* Data for review:
● ● ● ● ● ● ●
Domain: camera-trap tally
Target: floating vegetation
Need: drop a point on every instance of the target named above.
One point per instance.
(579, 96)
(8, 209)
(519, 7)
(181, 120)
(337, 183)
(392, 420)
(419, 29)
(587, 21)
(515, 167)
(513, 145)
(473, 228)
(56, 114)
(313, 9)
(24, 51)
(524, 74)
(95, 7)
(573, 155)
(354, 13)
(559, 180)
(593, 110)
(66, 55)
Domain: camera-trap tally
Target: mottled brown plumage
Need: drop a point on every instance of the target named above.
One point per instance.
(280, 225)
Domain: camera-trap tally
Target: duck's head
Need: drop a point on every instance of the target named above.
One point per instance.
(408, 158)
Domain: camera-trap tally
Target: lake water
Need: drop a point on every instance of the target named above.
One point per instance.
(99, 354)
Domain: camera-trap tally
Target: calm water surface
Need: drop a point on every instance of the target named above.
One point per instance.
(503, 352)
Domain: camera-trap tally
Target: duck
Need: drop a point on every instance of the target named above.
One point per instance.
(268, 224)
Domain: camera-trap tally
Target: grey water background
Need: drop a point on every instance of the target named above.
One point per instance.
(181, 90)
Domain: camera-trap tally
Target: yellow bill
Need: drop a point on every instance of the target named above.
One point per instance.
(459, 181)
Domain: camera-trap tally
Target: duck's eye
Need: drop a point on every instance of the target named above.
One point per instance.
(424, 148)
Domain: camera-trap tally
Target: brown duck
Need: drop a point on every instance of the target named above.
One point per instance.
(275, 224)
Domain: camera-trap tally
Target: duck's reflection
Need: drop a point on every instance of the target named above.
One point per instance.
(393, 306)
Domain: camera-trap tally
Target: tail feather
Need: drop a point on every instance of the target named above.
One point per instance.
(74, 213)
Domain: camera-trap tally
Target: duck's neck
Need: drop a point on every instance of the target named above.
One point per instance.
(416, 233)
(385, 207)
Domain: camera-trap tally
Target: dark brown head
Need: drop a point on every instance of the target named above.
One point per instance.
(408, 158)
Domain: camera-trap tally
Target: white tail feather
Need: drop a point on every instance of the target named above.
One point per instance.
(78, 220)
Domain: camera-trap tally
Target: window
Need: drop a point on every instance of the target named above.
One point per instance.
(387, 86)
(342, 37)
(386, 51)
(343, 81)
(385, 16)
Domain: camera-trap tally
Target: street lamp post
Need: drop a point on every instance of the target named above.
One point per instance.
● ● ● ● ● ● ●
* Task prompt:
Please give again only the lines from the start of the material through the line holding "Target: duck's head", exactly as they are written.

* Response for this exercise:
Domain: camera-trap tally
Target: floating vegetation
Need: drop a point on every instance of the target named above.
One point per instance.
(579, 96)
(8, 209)
(519, 7)
(181, 120)
(337, 183)
(392, 420)
(419, 29)
(587, 21)
(515, 167)
(513, 145)
(473, 228)
(56, 114)
(313, 9)
(24, 51)
(524, 74)
(95, 7)
(573, 155)
(354, 13)
(559, 180)
(593, 110)
(66, 55)
Domain: camera-trap tally
Target: mottled brown plumage
Need: drop a point on every instance of the target named above.
One point per instance.
(280, 225)
Domain: camera-trap tally
Target: duck's head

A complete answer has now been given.